▶ **Exercise objective**: Print the entries once more, unchanged.
------ Data for analysis
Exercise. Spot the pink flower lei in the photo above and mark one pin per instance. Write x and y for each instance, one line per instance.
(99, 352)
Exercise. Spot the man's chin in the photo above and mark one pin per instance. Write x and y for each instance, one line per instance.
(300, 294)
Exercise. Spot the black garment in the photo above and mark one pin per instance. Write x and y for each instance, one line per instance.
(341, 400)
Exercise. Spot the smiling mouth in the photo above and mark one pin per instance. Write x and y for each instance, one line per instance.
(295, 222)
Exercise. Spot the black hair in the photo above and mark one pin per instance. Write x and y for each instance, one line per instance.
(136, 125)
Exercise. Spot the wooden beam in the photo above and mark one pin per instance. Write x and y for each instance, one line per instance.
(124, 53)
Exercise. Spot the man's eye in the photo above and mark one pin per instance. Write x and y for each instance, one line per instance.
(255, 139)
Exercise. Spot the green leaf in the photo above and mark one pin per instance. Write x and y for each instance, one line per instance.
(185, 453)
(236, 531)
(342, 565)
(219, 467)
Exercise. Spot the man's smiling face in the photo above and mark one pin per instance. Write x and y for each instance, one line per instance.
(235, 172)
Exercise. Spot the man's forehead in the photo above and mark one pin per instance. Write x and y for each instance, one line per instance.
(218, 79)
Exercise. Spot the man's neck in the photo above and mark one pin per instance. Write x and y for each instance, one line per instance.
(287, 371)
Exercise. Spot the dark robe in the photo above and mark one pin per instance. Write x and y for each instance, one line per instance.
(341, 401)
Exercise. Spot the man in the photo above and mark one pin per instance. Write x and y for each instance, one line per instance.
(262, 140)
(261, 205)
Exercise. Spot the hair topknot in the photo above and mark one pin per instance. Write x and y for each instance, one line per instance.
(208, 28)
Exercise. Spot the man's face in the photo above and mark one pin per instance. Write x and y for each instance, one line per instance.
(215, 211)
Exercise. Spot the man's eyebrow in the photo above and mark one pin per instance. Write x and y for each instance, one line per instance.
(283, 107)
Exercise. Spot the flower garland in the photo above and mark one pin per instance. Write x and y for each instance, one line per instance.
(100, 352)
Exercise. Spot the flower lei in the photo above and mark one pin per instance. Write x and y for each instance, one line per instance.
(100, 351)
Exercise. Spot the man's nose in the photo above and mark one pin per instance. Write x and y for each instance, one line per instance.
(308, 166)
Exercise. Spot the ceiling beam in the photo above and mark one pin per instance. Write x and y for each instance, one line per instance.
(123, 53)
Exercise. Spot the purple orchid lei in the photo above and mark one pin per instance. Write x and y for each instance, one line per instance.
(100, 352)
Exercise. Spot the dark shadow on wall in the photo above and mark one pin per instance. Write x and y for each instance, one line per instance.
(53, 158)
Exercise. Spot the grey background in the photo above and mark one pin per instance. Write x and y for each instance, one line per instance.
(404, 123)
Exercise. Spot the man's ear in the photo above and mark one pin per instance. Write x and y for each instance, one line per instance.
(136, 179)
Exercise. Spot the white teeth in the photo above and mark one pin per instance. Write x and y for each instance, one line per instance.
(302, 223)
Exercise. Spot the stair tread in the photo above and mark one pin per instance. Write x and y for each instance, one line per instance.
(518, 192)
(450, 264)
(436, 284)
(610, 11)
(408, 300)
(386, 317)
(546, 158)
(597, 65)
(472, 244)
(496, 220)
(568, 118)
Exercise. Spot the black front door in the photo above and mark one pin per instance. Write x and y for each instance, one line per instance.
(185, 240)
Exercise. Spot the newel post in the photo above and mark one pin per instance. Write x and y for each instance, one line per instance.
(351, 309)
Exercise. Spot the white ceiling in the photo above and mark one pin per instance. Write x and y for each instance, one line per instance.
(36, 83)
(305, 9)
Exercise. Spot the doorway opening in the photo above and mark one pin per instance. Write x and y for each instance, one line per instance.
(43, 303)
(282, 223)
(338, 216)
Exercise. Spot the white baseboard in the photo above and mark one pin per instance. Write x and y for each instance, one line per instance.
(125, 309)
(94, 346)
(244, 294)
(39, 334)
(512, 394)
------------
▶ **Solution for this task**:
Exercise. Spot the pink flower lei in the photo above and mark one pin per instance. Write x and y for each instance, one line per instance.
(99, 352)
Exercise. Spot the man's chin in the photo above and mark one pin per instance. Write x and y for each instance, one line per instance.
(300, 294)
Exercise. Spot the black garment in the photo above and mark one pin per instance. Write x and y for each instance, one line per instance.
(341, 400)
Exercise. Spot the smiling mouth in the photo above and mark one pin per instance. Write x and y for each instance, one line per instance.
(295, 222)
Exercise. Spot the black hair in the photo above and mark one pin per instance. Write x and y for each instance, one line per instance.
(136, 125)
Exercise. Spot the wooden beam in the photo above and mark one pin per instance. Write x and y for each instance, one line per instance.
(124, 53)
Exercise. Spot the man's eye in the photo above and mark one pin per instance. Write x and y for each instance, one line per instance.
(255, 139)
Exercise. Spot the green leaf in the photo above and mark one pin per instance. Write x and y for each instance, one line per instance.
(185, 453)
(236, 531)
(342, 565)
(219, 467)
Exercise. Spot the man's smiling face in the photo above and mark one pin per instance. Write x and y for each instance, one line per instance.
(235, 172)
Exercise. Spot the man's forehead in the photo above and mark one pin per instance. Write x and y for each instance, one line per instance.
(218, 79)
Exercise. Spot the man's neck in the photo above and mark one pin per instance. Write x and y for each instance, one line per instance.
(287, 371)
Exercise. Spot the dark robe in the photo above and mark one pin per instance. Write x and y for each instance, one line per instance.
(341, 401)
Exercise. Spot the man in the photo above and mark one pin per instance. Write x and y for each instance, one line per instance.
(262, 140)
(261, 205)
Exercise. Spot the hair topknot in the photo above and mark one pin per instance. Write x and y for each instance, one line per instance.
(208, 28)
Exercise. Spot the man's face in the photo above and mark one pin per instance. Write x and y for each instance, one line per instance.
(215, 211)
Exercise. Spot the man's eyebrow in the photo above and mark one pin per instance. Write x and y for each instance, one line per instance.
(283, 107)
Exercise. Spot the flower garland in the photo above and mark one pin per instance. Write x and y for each instance, one line per instance.
(100, 352)
Exercise. Spot the flower lei in the photo above and mark one pin per instance. Write x and y for each instance, one line per instance.
(100, 351)
Exercise. Spot the man's nose in the photo above and mark one pin per instance. Write x and y for each instance, one line per instance.
(308, 166)
Exercise. Spot the ceiling beam in the photo above and mark one pin per instance. Write x and y for each instance, one line per instance.
(123, 53)
Exercise. Spot the purple orchid lei in the photo above and mark one pin per instance. Write x and y for each instance, one line per instance.
(100, 352)
Exercise. Spot the dark shadow on wall in the photo above and mark one pin per instance. Write x and y for each instance, one line per instance.
(53, 158)
Exercise. Spot the grey background in the photo above and mark one pin per instance. Write x and y for each instance, one line per instance.
(404, 123)
Exercise. Spot the man's ear in the photo above and mark one pin per instance. Write x and y for each instance, one line per instance.
(136, 179)
Exercise. Spot the white teeth in the photo above and mark one pin per instance. Write x and y for each instance, one line per instance.
(302, 223)
Exercise. Spot the stair tread in the photo above and mark one pin per instance. Write x and y for each instance, one line per instance.
(518, 192)
(450, 264)
(436, 284)
(610, 11)
(408, 300)
(386, 317)
(546, 158)
(597, 65)
(472, 244)
(496, 220)
(568, 118)
Exercise. Spot the black front door in the photo above and mark one pin per instance. Write x and y for each instance, one line per instance.
(185, 240)
Exercise. Spot the newel post in the photo above and mark one pin per instance. Write x and y for each instance, one line per instance.
(351, 309)
Exercise. Spot the white ceiling in the photo above and mark one pin per instance. Write x and y for each instance, one line per instance.
(36, 83)
(305, 9)
Exercise. Spot the doorway opening in the photo above and mark one pin per instance. Write x and y for each instance, one line per instance.
(43, 303)
(282, 223)
(338, 216)
Exercise. Spot the white baseboard in the photo above and mark one pin per instance. Write x and y for each instance, one line per instance.
(125, 309)
(94, 346)
(244, 294)
(39, 334)
(512, 394)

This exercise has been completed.